Il titolo dell’opera è Milite Ignoto e racconta la prima vera e forzata unità d’Italia in cui giovani innocenti provenienti da ogni angolo della penisola vengono letteralmente catapultati nelle trincee: teatri di sofferenza e incomprensione dovuti ai diversi dialetti che ancora oggi caratterizzano la nostra Italia, insomma una Babele pseudomoderna. Analizzando l’etimologia della parola ignoto dal latino ignòtus, testualmente “non conosciuto” scopriamo la finalità di quest’opera: dare voce a chi voce non l’ha avuta, commemorare chi è stato dimenticato. Nella guerra non esistono né vinti e né vincitori! Tutti coloro che subiscono i soprusi della guerra perdono qualcosa… i combattimenti logorano dentro, con conseguenze irreversibili.
Mario Perrota in questo monologo ha utilizzato diversi linguaggi: quello del corpo, quello dei giochi di luci contrastanti: una luce bianca e fredda nei momenti di asprezza e una luce più calda tendente al giallo per sottolineare il candore di una speranza nei pensieri di quei giovani rinchiusi in quelle prigioni di fango e sangue. L’unica musica che abbiamo avvertito era il suono della sua voce che cambiava repentinamente svelandoci i sentimenti dei protagonisti straniati dalla realtà circostante. Guidati dalle sue parole ci siamo immedesimati nei personaggi, abbiamo patito le loro sofferenze e abbiamo sperato con loro nella possibilità di un lieto fine.

**Consegne**
• a. Stampa il passo della recensione che comincia con "Il titolo dell’opera" e prosegue fino a "con conseguenze irreversibili.".
• b. Secondo la recensione, per quale motivo nel monologo si alternano una luce bianca e fredda e una luce più calda tendente al giallo? Rispondi in una-tre frasi.

**Dati forniti**
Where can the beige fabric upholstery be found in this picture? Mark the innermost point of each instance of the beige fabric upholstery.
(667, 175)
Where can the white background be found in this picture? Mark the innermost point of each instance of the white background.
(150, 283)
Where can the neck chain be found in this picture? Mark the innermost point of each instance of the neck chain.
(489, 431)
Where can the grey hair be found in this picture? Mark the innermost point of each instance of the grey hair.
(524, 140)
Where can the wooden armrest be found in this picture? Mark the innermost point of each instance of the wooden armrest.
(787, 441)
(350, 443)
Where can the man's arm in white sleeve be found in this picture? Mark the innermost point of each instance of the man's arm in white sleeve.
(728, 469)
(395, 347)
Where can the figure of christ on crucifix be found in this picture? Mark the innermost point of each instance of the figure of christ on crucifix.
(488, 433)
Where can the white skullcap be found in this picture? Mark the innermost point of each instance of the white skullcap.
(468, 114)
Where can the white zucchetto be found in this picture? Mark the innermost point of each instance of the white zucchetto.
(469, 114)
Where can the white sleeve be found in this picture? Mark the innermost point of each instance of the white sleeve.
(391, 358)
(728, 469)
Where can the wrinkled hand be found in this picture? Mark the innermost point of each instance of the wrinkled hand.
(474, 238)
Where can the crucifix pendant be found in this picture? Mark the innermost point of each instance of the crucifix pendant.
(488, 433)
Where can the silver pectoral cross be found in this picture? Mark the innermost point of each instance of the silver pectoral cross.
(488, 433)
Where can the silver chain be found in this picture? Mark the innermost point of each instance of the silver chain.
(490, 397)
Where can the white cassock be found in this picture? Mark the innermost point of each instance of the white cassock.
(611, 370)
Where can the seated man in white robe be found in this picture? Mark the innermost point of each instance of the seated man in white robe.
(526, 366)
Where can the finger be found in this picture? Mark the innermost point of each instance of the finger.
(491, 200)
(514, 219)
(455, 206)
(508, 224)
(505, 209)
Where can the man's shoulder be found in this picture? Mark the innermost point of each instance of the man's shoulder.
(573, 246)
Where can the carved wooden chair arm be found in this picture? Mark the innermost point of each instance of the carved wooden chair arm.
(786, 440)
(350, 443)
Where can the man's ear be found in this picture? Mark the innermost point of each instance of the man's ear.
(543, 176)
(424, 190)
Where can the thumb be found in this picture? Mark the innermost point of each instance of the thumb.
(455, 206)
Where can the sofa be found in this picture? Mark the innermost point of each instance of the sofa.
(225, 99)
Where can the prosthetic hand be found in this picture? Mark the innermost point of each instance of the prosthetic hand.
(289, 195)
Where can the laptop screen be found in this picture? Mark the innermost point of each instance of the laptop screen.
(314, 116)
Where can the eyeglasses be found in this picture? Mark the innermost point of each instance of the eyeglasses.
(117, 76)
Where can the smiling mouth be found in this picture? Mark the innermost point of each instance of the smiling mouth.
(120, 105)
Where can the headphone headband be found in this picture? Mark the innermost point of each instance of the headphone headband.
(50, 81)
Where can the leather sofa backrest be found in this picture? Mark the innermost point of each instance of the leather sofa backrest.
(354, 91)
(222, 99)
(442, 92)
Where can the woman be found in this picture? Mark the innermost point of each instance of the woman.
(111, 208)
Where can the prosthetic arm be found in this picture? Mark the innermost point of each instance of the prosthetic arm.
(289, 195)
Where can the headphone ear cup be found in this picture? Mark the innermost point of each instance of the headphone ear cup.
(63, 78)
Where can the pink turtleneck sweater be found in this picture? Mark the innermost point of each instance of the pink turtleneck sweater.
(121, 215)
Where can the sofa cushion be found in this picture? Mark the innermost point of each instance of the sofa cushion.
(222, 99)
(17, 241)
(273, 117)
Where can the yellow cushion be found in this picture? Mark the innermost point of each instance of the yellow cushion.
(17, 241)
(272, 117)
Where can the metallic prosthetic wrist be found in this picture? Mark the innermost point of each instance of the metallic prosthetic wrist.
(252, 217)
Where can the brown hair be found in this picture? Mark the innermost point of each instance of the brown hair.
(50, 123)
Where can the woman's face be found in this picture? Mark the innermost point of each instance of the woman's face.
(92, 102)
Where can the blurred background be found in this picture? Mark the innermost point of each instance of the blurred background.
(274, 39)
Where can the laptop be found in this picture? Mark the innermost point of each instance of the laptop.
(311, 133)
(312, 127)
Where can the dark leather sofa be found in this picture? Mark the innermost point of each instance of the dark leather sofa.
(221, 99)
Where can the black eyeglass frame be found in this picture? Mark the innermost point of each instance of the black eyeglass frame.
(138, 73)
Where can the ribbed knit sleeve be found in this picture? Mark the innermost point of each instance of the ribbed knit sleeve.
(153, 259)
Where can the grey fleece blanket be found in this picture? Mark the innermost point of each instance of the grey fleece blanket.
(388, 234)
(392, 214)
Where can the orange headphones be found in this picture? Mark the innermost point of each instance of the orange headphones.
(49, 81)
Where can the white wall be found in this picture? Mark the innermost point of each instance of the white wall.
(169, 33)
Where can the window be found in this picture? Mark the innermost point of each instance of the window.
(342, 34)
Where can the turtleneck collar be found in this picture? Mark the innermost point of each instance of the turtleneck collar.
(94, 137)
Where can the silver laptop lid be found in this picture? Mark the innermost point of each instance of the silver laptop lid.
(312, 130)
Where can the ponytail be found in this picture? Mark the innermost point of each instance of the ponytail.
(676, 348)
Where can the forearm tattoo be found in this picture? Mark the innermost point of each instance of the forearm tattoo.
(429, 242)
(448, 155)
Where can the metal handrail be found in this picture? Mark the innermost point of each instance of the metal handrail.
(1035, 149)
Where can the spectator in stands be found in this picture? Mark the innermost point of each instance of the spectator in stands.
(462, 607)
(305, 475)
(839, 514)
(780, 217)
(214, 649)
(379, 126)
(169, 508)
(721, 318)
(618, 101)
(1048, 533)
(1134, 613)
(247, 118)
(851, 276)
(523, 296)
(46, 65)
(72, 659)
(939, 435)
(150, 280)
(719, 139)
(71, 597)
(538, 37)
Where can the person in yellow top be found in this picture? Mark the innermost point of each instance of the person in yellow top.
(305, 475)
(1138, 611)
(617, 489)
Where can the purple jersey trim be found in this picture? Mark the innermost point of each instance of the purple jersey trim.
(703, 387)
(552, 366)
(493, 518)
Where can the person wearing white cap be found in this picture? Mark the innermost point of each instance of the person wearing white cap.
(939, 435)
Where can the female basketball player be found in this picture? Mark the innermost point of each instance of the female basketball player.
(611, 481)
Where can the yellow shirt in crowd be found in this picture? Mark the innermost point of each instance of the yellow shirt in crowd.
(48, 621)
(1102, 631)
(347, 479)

**Soluzioni**
• a.
Il titolo dell’opera è Milite Ignoto e racconta la prima vera e forzata unità d’Italia in cui giovani innocenti provenienti da ogni angolo della penisola vengono letteralmente catapultati nelle trincee: teatri di sofferenza e incomprensione dovuti ai diversi dialetti che ancora oggi caratterizzano la nostra Italia, insomma una Babele pseudomoderna. Analizzando l’etimologia della parola ignoto dal latino ignòtus, testualmente “non conosciuto” scopriamo la finalità di quest’opera: dare voce a chi voce non l’ha avuta, commemorare chi è stato dimenticato. Nella guerra non esistono né vinti e né vincitori! Tutti coloro che subiscono i soprusi della guerra perdono qualcosa… i combattimenti logorano dentro, con conseguenze irreversibili.

• b. La luce bianca e fredda accompagna i momenti di asprezza. La luce più calda, tendente al giallo, serve a sottolineare il candore di una speranza nei pensieri dei giovani rinchiusi in quelle prigioni di fango e sangue.